To-do list:
a – Using the article on teachers' strike votes, explain in one to three sentences why most UK teachers' pay has fallen in real terms since 2010.
b – According to the article on teachers' strike votes, what was teachers' retirement age raised to?

Source text:
**********

Thomas Scripps
Teachers have voted overwhelmingly for strike action over pay and pensions at conferences of the National Education Union (NEU) and the National Association of Schoolmasters Union of Women Teachers (NASUWT) held last weekend.
Members of the Education Institute of Scotland (EIS), the largest Scottish education union, have meanwhile rejected a derisory 3 percent pay rise offer and given the union a mandate to ballot for industrial action.
Representing the vast majority of teachers in the UK, the votes are a response to the catastrophic conditions prevailing in primary and secondary schools across the country.
The action must be seen as part of a struggle of educators across four continents that are in conflict with governments attempting to impose massive cuts to their livelihoods and increase workloads. This week strikes by teachers erupted in the US states of Oklahoma and Kentucky, following those last month in West Virginia and Arizona.
In the UK, most teachers’ pay has fallen by up to 20 percent in real terms since 2010, thanks to a 1 percent maximum pay rise cap fixed by the government for the last seven years—the cap was scrapped this year in Scotland.
This has exacerbated the attack on pensions made in 2015, when teachers were switched from a final salary to a less generous career average scheme. Their retirement age was also raised to 68.
Cuts to pay and pensions have been imposed in the context of a staggering increase in workloads. According to a survey carried out by the Guardian in 2016, roughly three in five teachers were working more than 55 hours a week, with nearly a third working more than 60 hours a week. Much of this is unpaid overtime.
Opposing this, delegates at the NEU supported a call for the removal of a clause in the Schools Teachers Pay and Conditions Document that demands teachers must work “such reasonable hours as needed” in discharging their duties.

**********

Data provided:
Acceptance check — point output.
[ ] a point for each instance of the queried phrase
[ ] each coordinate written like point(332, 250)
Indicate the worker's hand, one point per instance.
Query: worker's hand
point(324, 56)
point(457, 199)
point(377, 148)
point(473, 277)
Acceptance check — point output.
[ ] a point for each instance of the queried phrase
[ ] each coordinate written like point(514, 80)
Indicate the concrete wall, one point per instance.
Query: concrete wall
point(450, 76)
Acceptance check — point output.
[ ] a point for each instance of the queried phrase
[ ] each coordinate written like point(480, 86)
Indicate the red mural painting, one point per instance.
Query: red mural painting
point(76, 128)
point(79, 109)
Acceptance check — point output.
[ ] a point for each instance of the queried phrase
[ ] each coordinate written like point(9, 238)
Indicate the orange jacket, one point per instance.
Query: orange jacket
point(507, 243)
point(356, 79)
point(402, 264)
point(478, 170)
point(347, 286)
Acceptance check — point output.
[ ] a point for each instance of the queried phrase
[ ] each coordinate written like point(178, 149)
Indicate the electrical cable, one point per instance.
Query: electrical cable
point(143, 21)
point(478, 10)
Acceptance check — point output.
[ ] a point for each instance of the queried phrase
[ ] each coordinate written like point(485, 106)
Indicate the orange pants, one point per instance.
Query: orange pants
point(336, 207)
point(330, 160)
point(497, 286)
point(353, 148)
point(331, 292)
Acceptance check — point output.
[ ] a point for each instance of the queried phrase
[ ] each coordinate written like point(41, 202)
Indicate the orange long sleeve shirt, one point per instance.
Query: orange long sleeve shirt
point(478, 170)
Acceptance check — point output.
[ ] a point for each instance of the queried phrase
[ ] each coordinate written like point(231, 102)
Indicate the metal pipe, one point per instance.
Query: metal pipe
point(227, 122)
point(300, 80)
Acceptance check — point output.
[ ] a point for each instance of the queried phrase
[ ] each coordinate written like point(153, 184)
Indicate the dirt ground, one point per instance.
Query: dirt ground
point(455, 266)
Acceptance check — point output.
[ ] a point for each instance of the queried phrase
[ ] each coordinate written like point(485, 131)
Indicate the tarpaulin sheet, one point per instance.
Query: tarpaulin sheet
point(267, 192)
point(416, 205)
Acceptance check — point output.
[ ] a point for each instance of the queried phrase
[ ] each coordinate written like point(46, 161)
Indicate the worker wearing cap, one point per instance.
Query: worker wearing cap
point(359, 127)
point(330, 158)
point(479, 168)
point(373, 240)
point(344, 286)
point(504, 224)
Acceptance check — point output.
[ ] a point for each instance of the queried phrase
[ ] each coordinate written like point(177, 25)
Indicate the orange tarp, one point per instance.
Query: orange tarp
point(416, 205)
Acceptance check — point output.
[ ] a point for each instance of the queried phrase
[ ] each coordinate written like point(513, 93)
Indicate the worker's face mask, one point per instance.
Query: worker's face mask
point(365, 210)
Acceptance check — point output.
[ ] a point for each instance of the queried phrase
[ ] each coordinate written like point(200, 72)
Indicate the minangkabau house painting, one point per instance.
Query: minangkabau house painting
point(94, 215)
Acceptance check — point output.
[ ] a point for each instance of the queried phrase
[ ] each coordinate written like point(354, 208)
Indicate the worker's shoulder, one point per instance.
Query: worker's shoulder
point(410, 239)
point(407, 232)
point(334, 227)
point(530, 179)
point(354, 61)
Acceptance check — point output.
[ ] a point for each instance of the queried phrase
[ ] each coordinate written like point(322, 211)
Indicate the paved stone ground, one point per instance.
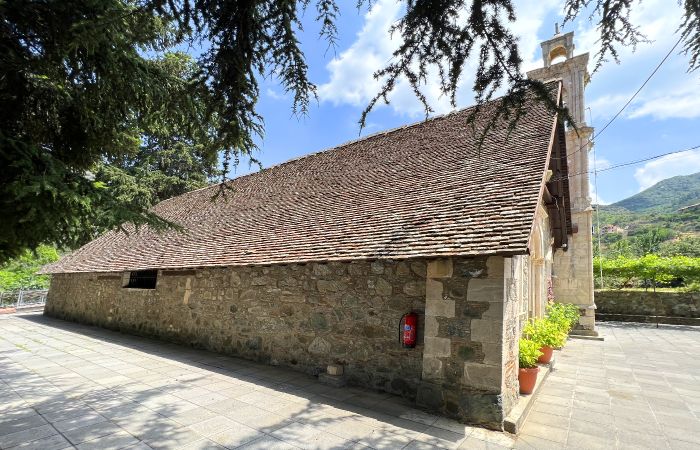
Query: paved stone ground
point(640, 388)
point(64, 385)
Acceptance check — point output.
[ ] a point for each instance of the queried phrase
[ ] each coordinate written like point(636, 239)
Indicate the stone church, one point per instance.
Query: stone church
point(316, 261)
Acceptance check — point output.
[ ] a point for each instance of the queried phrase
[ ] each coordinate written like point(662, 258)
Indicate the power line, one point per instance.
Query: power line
point(631, 99)
point(628, 163)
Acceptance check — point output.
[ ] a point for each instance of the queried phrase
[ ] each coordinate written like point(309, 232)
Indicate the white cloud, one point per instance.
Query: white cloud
point(671, 92)
point(683, 102)
point(351, 72)
point(274, 94)
point(600, 163)
point(597, 163)
point(596, 199)
point(684, 163)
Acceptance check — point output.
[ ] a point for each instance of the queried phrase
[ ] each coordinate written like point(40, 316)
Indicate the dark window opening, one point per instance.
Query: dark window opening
point(143, 279)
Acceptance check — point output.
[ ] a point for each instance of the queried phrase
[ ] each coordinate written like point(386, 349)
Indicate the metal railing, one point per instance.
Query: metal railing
point(23, 298)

**********

Solutions to each task:
a – Most UK teachers' pay has fallen by up to 20 percent in real terms since 2010 because the government fixed a 1 percent maximum pay rise cap for the last seven years. This year the cap was scrapped in Scotland.

b – It was raised to 68.